> [Direction 1]:
Count the lines in the records below that contain the string "surface", treating uppercase and lowercase as different, and reply with the number only.

______

In two consolidated actions to recover deficiency balances due under several conditional sales agreements, the defendants have appealed from final judgments entered for the plaintiffs by the Circuit Court for Escambia County.
The principal question presented for our determination in this appeal is whether the fact that the plaintiffs repossessed and sold the trucks covered by the said agreements from the retail buyer precludes the plaintiffs from proceeding against the defendants as guarantors of the alleged deficiencies.
Briefly stated, the basic facts established in this record are as follows:
The corporate defendant in these cases is S & W Motors, Inc., a corporation dissolved in 1964, which will hereinafter be referred to as S & W. The other two defendants, W. L. Wheeler and C. W. Smith, are sued as the surviving trustees of S & W, a dissolved corporation. Since the basic facts apply equally to Mack Trucks, Inc., a corporation, the plaintiff in one of the cases, and to Mack Financial Corporation, a corporation, the plaintiff in the other case, each plaintiff will hereinafter be referred to as Mack.
For a number of years S & W was a franchised dealer for Mack Trucks. The customary way of doing business was for S & W to enter into a retail installment contract with a buyer for the sale of a Mack truck. S & W would then assign its rights as the seller of the truck to Mack. As the distributor, S & W would also execute a guaranty of the buyer’s obligation, which guaranty is printed on the sale retail installment contract, along with an assignment of the contract to Mack. This guaranty provision, in which S & W is referred to as the undersigned and Mack as the as-signee, reads as follows:
“In consideration of the purchase of the foregoing Conditional Sale Agreement (hereinafter called the “Agreement”) by Mack Financial Corporation (hereinafter called the “Assignee”) and for other good and valuable consideration, the undersigned hereby unconditionally guarantees the performance of each and every obligation of the vendee in the Agreement, including the payment of all sums due and to become due from the vendee thereunder; and if the vendee shall default in the performance of any such obligations, or in the event of any other condition or occurrence by which the total balance remaining unpaid under the Agreement becomes, or at the option of the holder of the Agreement may become, immediately due and payable, then the undersigned shall upon demand immediately pay to the Assignee all sums due and to become due under the Agreement, upon the payment of which sums the Agreement shall be reassigned by the Assignee to the undersigned without warranty and without recourse.

______

> [Direction 2]:
Please continue the court opinion on the truck dealer's guaranty from the point where it stops above.

______

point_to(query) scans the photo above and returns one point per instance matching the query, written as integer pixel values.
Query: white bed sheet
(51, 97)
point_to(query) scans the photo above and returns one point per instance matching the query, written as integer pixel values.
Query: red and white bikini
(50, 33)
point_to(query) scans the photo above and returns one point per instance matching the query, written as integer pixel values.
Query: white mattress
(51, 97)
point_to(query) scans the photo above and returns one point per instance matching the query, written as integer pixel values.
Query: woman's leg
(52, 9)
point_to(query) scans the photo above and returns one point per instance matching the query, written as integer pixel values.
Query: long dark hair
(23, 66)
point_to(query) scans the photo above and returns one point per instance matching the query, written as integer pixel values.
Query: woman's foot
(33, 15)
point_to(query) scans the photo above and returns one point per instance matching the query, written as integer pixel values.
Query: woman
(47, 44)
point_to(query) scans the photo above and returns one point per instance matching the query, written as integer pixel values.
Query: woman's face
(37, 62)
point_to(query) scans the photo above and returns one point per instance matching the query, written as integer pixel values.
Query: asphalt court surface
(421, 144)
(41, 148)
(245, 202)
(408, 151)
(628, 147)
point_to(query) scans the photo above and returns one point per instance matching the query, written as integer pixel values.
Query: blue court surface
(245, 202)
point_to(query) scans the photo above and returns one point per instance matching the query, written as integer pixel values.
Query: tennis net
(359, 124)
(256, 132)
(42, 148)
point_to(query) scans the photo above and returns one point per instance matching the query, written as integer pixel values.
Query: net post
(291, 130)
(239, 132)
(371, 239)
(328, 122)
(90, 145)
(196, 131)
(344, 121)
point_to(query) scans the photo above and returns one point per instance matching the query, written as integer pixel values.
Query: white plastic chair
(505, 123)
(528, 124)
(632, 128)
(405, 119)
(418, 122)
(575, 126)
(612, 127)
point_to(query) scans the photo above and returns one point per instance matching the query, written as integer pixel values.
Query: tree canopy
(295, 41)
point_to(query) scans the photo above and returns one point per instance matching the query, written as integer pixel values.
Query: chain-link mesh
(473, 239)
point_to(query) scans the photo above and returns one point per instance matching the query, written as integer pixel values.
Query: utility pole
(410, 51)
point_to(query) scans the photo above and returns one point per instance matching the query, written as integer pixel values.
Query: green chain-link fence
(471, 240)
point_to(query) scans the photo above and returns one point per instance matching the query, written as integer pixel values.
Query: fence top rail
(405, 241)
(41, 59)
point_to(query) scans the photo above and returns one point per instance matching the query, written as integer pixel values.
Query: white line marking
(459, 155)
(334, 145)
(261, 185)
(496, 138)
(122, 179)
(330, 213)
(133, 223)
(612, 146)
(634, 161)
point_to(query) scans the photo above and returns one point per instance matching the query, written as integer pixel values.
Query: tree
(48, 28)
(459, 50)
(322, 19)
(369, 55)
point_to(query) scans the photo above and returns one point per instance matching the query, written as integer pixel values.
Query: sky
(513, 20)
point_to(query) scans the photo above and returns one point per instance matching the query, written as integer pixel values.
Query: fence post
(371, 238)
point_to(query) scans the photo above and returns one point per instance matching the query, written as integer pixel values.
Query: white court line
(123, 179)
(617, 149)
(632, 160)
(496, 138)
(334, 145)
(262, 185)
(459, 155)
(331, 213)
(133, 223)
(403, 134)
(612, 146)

______

> [Task answer 1]:
2

> [Task answer 2]:
“The Assignee shall be under no obligation to the undersigned to take any steps whatever toward the enforcement *72of the Agreement against the Vendee or against the property covered by the Agreement. If the Assignee chooses to and does repossess the property covered by the Agreement, the undersigned shall pay to the Assignee immediately upon demand any deficiency or balance that may be due under the Agreement and/or by law after crediting the proceeds of the sale of said property, less the expenses of retaking, storing and selling the property, including attorney’s fees and the cost of repairs and other reasonable costs of preparing the property for sale, as specified in the Agreement.
• “The undersigned agrees that no waiver or variation of any of the terms of the Agreement,- including any extension of payment of sums due thereunder, will affect the liability of the undersigned hereunder. The undersigned hereby waives notice of the exercise by the As-signee of any right under the Agreement, including notice of any repossession or foreclosure or the time and place of any sale. The provisions of this guarantee shall inure to the benefit of the successors and assigns of the Assignee.”
The truck sold under each of the retail installment contracts involved in the instant cases was directly repossessed from the buyer by Mack because of the buyer’s default in making the installment payments as agreed. Mack then sold the truck, and claims in these cases a deficiency against S & W under its above guaranty — the difference between the resale price and the balance due under the retail installment contract.
S & W principally contends in this appeal that when Mack thus repossessed a truck from the retail buyer, that action constituted an effective election of remedies so as to prelude Mack from proceeding against S & W for an alleged deficiency. S & W also contends herein that Mack had no right or power under the guaranty, quoted above, to sell the truck after repossessing it in order to establish a deficiency. In a third contention S & W invokes the general rule that a guarantor is released or discharged of liability when it appears that, by reason of some act or omission on the part of the creditor, the principal debtor has been discharged of his obligation without satisfaction thereof.
With respect to the first contention above, we recognize that the doctrine of election of remedies is firmly established in Florida. In Voges v. Ward, 98 Fla. 304, 123 So. 785 (1929) the Supreme Court of Florida held that a seller or his assignee cannot take back the property and then sue for a debt or a deficiency. This court has recognized that doctrine in many cases, including our decision in Rivers Body Factory, Inc. v. Lufkin Foundry, Fla.App., 146 So.2d 774 (1964). In this last case a manufacturer had sold certain trailers to a distributor, retaining a lien for the balance due. After the distributor leased the trailers to a third party, the manufacturer repossessed them from the said party. Later the manufacturer filed an action to hold the distributor liable for the purchase price of the trailers, but on appeal we held that the manufacturer had made a valid election of remedies.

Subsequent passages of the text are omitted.